• **Directive**: How many lines in the entries below contain the word "corrugated"? Reply with the number only.
* START *
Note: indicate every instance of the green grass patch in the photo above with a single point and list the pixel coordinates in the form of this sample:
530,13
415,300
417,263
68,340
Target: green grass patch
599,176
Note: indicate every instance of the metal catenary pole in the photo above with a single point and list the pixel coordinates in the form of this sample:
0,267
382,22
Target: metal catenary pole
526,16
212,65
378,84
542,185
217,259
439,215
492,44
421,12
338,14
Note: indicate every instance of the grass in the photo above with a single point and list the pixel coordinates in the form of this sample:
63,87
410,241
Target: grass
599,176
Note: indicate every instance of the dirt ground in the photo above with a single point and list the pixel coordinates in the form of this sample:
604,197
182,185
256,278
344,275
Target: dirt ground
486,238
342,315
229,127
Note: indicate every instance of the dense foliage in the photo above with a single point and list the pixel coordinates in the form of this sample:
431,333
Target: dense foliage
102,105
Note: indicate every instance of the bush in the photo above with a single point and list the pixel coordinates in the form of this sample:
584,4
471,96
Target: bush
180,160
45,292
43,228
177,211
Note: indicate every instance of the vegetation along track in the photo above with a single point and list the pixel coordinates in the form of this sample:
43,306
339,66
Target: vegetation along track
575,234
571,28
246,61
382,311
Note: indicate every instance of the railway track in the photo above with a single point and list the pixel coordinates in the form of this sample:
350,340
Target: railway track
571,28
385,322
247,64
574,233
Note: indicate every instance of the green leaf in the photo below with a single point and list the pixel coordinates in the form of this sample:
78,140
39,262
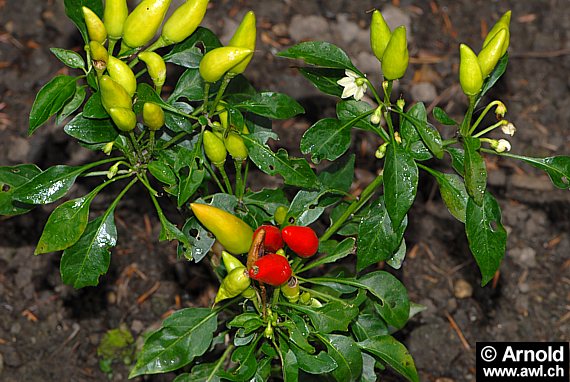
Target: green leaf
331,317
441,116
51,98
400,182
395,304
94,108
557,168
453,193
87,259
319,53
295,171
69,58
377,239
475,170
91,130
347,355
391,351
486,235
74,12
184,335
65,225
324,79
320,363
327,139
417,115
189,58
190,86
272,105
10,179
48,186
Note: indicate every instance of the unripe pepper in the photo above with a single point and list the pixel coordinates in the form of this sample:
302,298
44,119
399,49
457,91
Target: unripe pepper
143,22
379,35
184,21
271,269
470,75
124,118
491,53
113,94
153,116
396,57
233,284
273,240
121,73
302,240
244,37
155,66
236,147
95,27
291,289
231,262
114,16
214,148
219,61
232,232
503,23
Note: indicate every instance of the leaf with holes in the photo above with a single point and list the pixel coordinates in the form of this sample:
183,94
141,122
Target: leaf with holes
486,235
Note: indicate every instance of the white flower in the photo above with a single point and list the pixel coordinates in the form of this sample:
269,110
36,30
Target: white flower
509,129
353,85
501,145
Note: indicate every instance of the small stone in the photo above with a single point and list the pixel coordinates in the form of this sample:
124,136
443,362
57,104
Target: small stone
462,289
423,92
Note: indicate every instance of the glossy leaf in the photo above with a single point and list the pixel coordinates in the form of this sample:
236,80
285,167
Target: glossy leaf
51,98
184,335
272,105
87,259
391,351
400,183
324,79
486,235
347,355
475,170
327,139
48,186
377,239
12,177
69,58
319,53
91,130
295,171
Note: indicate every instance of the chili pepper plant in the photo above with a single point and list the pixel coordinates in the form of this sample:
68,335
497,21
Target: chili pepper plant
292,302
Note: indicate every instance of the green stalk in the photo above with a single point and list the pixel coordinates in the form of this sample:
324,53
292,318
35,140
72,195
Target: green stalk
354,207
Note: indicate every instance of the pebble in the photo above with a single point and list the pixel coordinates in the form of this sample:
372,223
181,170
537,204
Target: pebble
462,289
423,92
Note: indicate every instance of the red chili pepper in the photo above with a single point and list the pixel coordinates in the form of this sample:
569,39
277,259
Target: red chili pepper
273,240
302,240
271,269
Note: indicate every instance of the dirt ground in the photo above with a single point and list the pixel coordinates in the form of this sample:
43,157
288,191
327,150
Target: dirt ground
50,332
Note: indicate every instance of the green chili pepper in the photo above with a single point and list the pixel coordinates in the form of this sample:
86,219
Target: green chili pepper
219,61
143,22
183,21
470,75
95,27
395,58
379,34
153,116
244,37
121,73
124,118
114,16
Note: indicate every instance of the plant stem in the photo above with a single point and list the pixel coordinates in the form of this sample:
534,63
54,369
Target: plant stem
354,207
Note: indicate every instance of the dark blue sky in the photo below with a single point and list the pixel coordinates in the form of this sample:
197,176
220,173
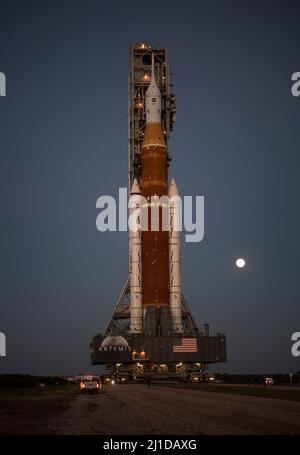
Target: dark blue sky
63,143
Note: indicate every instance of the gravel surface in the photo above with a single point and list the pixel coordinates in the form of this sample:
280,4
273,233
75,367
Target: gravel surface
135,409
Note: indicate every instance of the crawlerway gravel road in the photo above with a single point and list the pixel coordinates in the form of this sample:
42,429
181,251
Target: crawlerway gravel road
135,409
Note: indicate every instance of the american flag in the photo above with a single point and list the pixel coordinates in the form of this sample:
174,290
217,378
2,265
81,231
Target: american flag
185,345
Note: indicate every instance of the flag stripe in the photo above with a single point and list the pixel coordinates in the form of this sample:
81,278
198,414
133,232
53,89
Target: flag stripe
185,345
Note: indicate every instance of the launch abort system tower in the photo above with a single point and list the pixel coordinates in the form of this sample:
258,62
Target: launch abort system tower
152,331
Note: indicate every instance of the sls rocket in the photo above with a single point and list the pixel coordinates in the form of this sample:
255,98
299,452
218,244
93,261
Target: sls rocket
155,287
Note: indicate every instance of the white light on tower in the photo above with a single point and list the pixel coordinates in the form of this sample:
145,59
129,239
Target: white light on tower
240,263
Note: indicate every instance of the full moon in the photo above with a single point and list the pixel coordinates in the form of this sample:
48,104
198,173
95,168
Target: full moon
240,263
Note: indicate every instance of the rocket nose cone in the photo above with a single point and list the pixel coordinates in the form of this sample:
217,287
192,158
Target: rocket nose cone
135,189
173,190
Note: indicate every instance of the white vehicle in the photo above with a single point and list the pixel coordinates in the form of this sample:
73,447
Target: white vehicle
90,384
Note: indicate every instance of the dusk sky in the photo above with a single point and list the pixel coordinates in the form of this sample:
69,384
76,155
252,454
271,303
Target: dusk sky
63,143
* END *
* START *
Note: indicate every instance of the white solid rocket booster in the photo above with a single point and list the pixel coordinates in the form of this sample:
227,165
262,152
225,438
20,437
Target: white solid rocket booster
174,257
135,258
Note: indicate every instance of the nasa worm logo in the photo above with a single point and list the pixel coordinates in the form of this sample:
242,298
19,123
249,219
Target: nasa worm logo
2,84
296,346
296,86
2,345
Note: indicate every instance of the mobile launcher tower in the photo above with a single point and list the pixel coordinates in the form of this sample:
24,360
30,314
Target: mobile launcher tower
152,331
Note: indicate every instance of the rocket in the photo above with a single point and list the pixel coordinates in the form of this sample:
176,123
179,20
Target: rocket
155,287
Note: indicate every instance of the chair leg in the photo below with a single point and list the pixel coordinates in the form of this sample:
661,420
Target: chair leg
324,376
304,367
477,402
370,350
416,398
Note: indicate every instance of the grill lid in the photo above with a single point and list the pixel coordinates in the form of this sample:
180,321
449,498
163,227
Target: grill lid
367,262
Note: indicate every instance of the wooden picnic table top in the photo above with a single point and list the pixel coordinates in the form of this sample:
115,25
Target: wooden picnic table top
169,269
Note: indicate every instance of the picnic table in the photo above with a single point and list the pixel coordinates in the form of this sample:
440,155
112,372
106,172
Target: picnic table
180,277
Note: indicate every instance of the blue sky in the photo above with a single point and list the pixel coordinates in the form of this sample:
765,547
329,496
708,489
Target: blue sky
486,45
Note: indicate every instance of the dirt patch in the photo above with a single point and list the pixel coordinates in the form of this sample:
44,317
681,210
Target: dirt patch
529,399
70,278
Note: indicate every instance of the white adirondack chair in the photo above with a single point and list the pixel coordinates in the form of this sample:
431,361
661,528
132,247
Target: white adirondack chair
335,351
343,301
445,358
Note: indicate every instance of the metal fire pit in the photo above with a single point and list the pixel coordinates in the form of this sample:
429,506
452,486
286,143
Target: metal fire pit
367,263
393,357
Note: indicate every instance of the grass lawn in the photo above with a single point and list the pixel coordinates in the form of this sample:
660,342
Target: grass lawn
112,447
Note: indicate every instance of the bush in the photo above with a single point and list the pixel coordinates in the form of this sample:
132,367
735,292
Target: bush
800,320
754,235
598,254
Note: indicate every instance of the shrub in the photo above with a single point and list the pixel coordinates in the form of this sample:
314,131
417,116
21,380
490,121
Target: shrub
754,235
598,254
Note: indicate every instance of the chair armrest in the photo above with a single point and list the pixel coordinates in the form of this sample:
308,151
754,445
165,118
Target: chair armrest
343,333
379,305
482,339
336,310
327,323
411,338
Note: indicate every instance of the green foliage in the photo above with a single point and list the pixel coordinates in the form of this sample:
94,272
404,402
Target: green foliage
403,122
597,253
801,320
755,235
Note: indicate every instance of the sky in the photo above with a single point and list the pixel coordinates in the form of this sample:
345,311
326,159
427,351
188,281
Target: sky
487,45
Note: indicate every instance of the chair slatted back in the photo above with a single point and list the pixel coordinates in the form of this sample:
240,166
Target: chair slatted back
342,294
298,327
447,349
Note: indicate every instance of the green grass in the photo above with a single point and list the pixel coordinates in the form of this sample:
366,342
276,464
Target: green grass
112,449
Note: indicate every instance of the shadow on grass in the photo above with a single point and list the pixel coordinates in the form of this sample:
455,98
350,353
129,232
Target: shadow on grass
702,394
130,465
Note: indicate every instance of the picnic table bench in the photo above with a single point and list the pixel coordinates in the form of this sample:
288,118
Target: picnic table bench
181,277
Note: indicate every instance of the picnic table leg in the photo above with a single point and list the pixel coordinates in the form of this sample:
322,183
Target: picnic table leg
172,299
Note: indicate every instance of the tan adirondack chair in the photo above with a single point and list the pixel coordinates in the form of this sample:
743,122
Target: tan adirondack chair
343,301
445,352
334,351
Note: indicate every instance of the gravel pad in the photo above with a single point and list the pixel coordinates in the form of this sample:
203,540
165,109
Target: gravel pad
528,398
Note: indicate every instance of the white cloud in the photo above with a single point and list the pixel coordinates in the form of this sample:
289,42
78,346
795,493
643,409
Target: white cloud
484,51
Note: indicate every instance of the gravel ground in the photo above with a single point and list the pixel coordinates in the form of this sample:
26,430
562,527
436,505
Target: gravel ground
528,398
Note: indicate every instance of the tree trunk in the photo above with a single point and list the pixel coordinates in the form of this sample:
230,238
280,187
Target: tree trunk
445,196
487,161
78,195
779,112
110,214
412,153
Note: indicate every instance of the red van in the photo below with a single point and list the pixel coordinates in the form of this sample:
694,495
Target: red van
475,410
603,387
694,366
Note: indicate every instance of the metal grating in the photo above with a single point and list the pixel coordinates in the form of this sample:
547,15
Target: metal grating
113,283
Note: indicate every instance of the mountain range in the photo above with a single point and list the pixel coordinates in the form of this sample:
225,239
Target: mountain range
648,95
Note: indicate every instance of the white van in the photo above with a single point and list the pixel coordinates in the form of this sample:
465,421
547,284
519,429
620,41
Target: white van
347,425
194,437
* END *
* START *
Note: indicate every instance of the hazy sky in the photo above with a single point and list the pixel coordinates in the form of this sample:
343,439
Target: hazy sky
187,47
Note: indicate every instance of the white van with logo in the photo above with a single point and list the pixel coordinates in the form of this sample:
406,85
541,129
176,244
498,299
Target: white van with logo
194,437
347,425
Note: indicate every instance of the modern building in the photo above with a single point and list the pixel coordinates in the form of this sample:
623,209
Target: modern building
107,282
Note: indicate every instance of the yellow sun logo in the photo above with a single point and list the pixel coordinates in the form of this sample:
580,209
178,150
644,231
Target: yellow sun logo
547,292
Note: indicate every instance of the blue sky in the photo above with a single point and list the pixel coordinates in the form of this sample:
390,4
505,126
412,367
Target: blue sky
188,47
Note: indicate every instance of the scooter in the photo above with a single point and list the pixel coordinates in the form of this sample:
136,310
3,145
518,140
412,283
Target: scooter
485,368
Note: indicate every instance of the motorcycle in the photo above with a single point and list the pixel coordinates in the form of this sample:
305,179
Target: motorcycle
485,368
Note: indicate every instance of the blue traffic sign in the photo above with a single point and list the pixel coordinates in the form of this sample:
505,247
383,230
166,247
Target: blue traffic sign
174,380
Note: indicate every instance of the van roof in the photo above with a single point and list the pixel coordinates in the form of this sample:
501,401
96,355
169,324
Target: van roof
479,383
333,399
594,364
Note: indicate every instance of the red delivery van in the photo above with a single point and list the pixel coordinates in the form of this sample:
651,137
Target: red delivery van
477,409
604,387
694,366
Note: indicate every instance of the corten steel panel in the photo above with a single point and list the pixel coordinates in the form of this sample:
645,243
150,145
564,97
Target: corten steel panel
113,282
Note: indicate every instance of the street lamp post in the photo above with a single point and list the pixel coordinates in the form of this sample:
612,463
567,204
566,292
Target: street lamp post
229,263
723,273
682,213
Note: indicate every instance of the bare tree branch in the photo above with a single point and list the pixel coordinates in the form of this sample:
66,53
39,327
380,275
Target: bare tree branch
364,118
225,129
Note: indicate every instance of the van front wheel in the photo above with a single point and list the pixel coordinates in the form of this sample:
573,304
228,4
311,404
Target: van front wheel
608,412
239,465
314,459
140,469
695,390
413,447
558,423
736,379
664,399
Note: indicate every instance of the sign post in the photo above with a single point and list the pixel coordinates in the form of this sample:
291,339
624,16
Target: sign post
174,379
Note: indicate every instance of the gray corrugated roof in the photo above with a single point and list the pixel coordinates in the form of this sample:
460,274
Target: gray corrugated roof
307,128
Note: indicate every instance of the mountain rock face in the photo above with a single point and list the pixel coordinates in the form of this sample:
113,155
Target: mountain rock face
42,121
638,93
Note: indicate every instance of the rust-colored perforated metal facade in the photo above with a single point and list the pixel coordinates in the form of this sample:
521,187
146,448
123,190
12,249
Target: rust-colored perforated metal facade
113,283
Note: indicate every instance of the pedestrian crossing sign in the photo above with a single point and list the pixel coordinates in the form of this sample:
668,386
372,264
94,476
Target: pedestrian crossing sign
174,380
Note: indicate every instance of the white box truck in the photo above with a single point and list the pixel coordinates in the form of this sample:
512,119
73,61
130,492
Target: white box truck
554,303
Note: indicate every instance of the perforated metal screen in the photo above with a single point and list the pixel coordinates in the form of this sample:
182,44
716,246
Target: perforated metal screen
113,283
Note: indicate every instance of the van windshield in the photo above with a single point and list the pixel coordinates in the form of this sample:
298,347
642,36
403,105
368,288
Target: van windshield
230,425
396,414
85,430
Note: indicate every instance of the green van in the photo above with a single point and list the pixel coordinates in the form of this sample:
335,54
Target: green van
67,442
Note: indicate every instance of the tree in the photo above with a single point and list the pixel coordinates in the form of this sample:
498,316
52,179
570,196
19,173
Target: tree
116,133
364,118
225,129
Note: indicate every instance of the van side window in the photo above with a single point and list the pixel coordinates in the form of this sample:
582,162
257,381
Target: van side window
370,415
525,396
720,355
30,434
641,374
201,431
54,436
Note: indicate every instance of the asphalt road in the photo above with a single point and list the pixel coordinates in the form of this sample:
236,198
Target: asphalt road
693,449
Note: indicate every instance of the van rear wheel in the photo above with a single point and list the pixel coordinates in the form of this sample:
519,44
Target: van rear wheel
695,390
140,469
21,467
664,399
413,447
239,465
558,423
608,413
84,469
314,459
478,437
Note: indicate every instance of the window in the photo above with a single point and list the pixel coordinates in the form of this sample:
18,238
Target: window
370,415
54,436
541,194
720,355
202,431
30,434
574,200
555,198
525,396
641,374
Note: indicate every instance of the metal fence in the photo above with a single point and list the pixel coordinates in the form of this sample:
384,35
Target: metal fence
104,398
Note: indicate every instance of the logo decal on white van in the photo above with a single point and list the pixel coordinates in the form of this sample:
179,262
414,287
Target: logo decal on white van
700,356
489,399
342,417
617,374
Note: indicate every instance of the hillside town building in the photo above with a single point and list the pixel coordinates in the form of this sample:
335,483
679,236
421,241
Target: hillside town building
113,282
* END *
• **Result of this task**: 2